### Provided records
☆ ☆ ☆ ☆ ☆ ☆ ☆
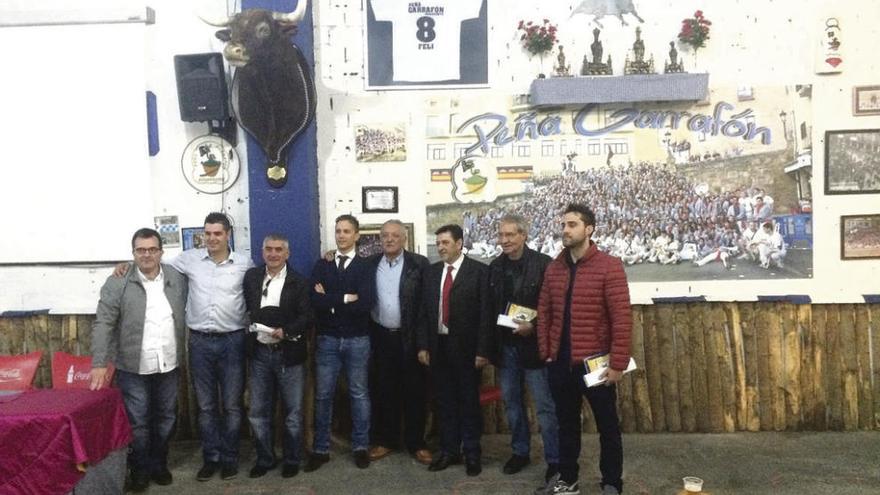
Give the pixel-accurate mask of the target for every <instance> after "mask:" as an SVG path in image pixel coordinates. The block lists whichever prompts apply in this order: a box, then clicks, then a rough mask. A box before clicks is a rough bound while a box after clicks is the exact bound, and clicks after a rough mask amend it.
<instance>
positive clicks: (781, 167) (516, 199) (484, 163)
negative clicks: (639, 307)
mask: <svg viewBox="0 0 880 495" xmlns="http://www.w3.org/2000/svg"><path fill="white" fill-rule="evenodd" d="M810 97H811V88H810V86H776V87H747V86H743V87H722V88H710V91H709V96H708V98H707V99H706V100H704V101H701V102H694V103H680V102H670V103H655V104H647V103H635V104H626V103H620V104H615V105H609V106H599V105H587V106H584V107H555V108H550V109H546V110H545V109H543V108H536V107H534V106H531V105H529V104H528V101H527V100H526V98H525V97H499V98H496V99H494V100H492V99H487V98H479V99H477V98H474V99H473V101H469V100H465V99H461V100H458V99H456V98H455V97H452V98H448V99H446V100H443V101H435V102H432V103H433V104H432V105H428V106H427V107H428V108H430V109H432V110H429V113H428V114H427V115H426V116H425V122H426V124H425V132H426V136H425V143H426V144H425V150H424V152H425V160H426V163H427V164H428V168H429V170H428V171H427V174H426V177H427V180H428V186H427V191H428V201H427V224H426V225H427V231H428V232H427V233H428V239H431V238H432V234H433V231H434V230H435V229H436V228H437V227H439V226H441V225H443V224H445V223H450V222H462V226H463V227H464V231H465V239H464V242H465V247H466V248H467V250H468V255H469V256H471V257H472V258H475V259H478V260H481V261H483V262H490V261H491V260H492V259H493V258H494V257H495V256H497V255H499V254H500V253H501V248H500V246H498V245H497V243H496V237H495V232H496V230H495V229H496V227H495V226H496V222H497V220H498V219H499V218H501V216H502V215H504V214H507V213H516V214H520V215H523V216H524V217H526V218H528V219H529V220H530V221H531V228H530V232H529V246H530V247H531V248H532V249H535V250H537V251H541V252H543V253H546V254H548V255H550V256H555V255H557V254H558V253H559V252H560V251H561V250H562V240H561V236H560V234H561V228H560V219H561V212H562V211H563V210H564V208H565V206H566V205H567V204H568V203H570V202H583V203H586V204H588V205H590V206H591V207H592V208H594V210H595V212H596V216H597V226H596V232H595V233H594V235H593V240H594V241H595V242H596V243H597V244H598V246H599V248H600V249H601V250H603V251H606V252H608V253H611V254H613V255H614V256H618V257H620V258H621V259H622V260H623V261H624V262H625V264H626V270H627V275H628V278H629V280H630V281H632V282H663V281H688V280H763V279H798V278H811V277H812V274H813V251H812V214H811V212H812V194H811V178H812V155H811V152H812V146H811V142H810V135H811V118H810V108H811V103H810ZM446 110H448V111H446ZM428 251H429V254H432V249H431V246H429V249H428Z"/></svg>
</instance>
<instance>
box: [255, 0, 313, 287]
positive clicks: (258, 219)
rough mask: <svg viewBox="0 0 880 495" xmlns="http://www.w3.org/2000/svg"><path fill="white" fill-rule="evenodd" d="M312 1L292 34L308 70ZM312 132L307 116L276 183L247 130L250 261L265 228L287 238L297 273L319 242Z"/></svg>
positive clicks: (273, 0) (266, 230)
mask: <svg viewBox="0 0 880 495" xmlns="http://www.w3.org/2000/svg"><path fill="white" fill-rule="evenodd" d="M315 1H316V0H312V1H310V2H309V6H308V9H307V10H306V13H305V18H304V19H303V22H302V24H300V26H299V30H298V31H297V33H296V35H295V36H294V37H293V42H294V43H295V44H296V45H297V46H298V47H299V49H300V50H301V51H302V52H303V55H305V57H306V59H307V60H308V61H309V66H310V68H311V69H312V73H313V74H314V66H315V53H314V42H313V39H314V38H313V36H314V32H313V29H312V5H313V4H314V2H315ZM296 5H297V3H296V1H294V0H242V9H257V8H259V9H269V10H275V11H278V12H293V10H294V8H296ZM316 86H317V84H316ZM245 134H246V135H247V133H245ZM316 136H317V134H316V128H315V122H314V121H312V123H311V124H310V125H309V127H308V128H307V129H306V130H305V131H303V133H302V134H300V135H299V136H298V137H297V138H296V140H295V141H294V142H293V145H292V146H291V149H290V153H289V154H288V156H287V174H288V175H287V177H288V179H287V184H285V186H284V187H282V188H280V189H276V188H273V187H271V186H269V183H268V182H267V181H266V162H267V160H266V155H265V154H264V153H263V150H262V149H260V145H259V144H257V142H256V141H255V140H254V139H253V138H252V137H251V136H250V135H247V143H248V152H247V163H248V165H247V168H248V180H249V183H250V185H249V189H250V212H251V214H250V223H251V253H252V257H253V259H254V263H257V264H262V263H263V257H262V246H263V238H264V237H265V236H266V234H269V233H271V232H278V233H281V234H284V235H286V236H287V237H288V239H290V264H291V265H292V266H293V268H294V269H295V270H296V271H297V272H299V273H300V274H302V275H305V276H309V275H310V274H311V271H312V265H314V263H315V260H316V259H317V258H318V254H319V250H320V248H321V237H320V231H319V220H320V211H319V204H318V156H317V137H316Z"/></svg>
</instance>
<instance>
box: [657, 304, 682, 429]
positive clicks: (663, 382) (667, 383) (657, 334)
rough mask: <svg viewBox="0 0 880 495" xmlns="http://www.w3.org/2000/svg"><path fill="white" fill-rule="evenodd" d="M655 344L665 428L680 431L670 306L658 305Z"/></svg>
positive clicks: (659, 304) (679, 419)
mask: <svg viewBox="0 0 880 495" xmlns="http://www.w3.org/2000/svg"><path fill="white" fill-rule="evenodd" d="M655 321H656V323H655V325H656V327H657V342H658V343H659V344H660V362H661V363H662V364H661V367H660V376H661V377H662V379H663V382H662V385H663V406H664V407H665V408H666V427H667V429H668V431H671V432H677V431H681V412H680V409H679V400H678V399H679V395H678V368H677V366H676V363H675V357H676V356H675V349H674V346H673V338H674V337H673V328H672V305H671V304H658V305H657V319H656V320H655Z"/></svg>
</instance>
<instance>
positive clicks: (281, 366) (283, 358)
mask: <svg viewBox="0 0 880 495" xmlns="http://www.w3.org/2000/svg"><path fill="white" fill-rule="evenodd" d="M303 383H305V366H303V365H302V364H298V365H296V366H284V356H283V353H282V351H281V349H280V348H278V349H277V350H273V349H272V348H270V347H268V346H265V345H263V344H260V343H256V344H254V355H253V357H252V358H251V376H250V385H251V408H250V412H249V413H248V419H249V420H250V422H251V427H252V428H253V429H254V445H255V447H256V449H257V465H258V466H263V467H270V466H273V465H275V449H274V447H273V445H272V443H273V442H272V439H273V438H275V435H274V432H273V431H272V423H273V421H272V418H273V416H274V412H275V390H276V389H277V390H278V393H279V394H280V395H281V403H282V404H283V408H284V439H283V441H282V452H283V456H282V460H283V462H284V464H289V465H299V461H300V451H301V450H302V402H303Z"/></svg>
☆ ☆ ☆ ☆ ☆ ☆ ☆
### Exercise objective
Could you set down, exactly as written, every line from the start of the records above through the line containing "positive clicks: (781, 167)", leaving the pictures out?

### Result for this task
Give the pixel-accurate mask of the target for every <instance> after "mask:" as an SVG path in image pixel coordinates. The block lists whichever prompts apply in this order: a box, then clicks, then a rough mask. A box before clicks is a rough bound while a box after clicks is the exact bound, and clicks after a rough mask amend it.
<instance>
positive clicks: (781, 167) (516, 199) (484, 163)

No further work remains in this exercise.